DATA TO USE:
::::::

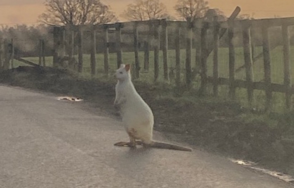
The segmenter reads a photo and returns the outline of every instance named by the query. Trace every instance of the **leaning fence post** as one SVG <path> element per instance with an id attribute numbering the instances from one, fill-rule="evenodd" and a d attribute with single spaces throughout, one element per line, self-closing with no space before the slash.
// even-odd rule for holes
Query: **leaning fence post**
<path id="1" fill-rule="evenodd" d="M 271 88 L 271 79 L 270 77 L 270 56 L 268 39 L 268 25 L 265 24 L 262 26 L 262 28 L 265 84 L 266 97 L 265 105 L 266 110 L 270 109 L 271 106 L 271 103 L 272 97 Z"/>
<path id="2" fill-rule="evenodd" d="M 187 20 L 187 28 L 186 36 L 186 84 L 188 88 L 191 87 L 192 82 L 192 71 L 191 69 L 191 59 L 192 51 L 192 37 L 193 23 L 191 18 Z"/>
<path id="3" fill-rule="evenodd" d="M 244 62 L 246 74 L 247 92 L 249 106 L 252 104 L 253 99 L 253 56 L 251 44 L 251 32 L 248 23 L 243 25 L 243 28 Z"/>
<path id="4" fill-rule="evenodd" d="M 282 26 L 284 46 L 284 84 L 286 89 L 285 96 L 286 106 L 290 109 L 291 106 L 291 75 L 290 73 L 290 39 L 288 26 L 283 23 Z"/>
<path id="5" fill-rule="evenodd" d="M 138 28 L 137 23 L 135 22 L 134 24 L 134 45 L 135 47 L 135 74 L 136 78 L 139 77 L 140 65 L 139 61 L 139 44 L 138 41 Z"/>
<path id="6" fill-rule="evenodd" d="M 219 25 L 218 16 L 213 18 L 213 95 L 218 94 L 218 46 L 219 44 Z"/>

::::::

REQUIREMENTS:
Rewrite the records with "segmenter" changed to "tool" and everything else kept the same. Omit the pictures.

EXERCISE RESPONSE:
The tool reads a photo and returns the outline of every instance named by the query. Trace every instance of the **leaning fence post** as one SVG <path> element per instance with an id attribute numbering the instances from one, fill-rule="evenodd" and a d attribute with single spaces throughout, one element per line, self-closing with no space before the slash.
// even-odd rule for holes
Query: **leaning fence post**
<path id="1" fill-rule="evenodd" d="M 271 88 L 271 79 L 270 77 L 270 56 L 268 39 L 268 25 L 265 24 L 262 26 L 262 28 L 265 84 L 266 97 L 265 105 L 266 110 L 270 109 L 271 106 L 271 103 L 272 97 Z"/>
<path id="2" fill-rule="evenodd" d="M 187 20 L 187 28 L 186 36 L 186 84 L 188 88 L 191 87 L 192 82 L 192 71 L 191 69 L 191 59 L 192 51 L 192 37 L 193 23 L 191 18 Z"/>
<path id="3" fill-rule="evenodd" d="M 244 62 L 246 74 L 247 92 L 249 106 L 252 104 L 253 99 L 253 56 L 251 44 L 251 32 L 248 23 L 243 25 L 243 28 Z"/>
<path id="4" fill-rule="evenodd" d="M 282 26 L 284 46 L 284 84 L 286 89 L 285 96 L 286 106 L 290 109 L 291 106 L 291 75 L 290 73 L 290 39 L 288 26 L 283 23 Z"/>
<path id="5" fill-rule="evenodd" d="M 138 28 L 137 23 L 135 22 L 134 24 L 134 45 L 135 47 L 135 74 L 136 78 L 139 77 L 140 65 L 139 61 L 139 44 L 138 41 Z"/>
<path id="6" fill-rule="evenodd" d="M 219 25 L 218 16 L 213 18 L 213 95 L 218 94 L 218 46 L 219 44 Z"/>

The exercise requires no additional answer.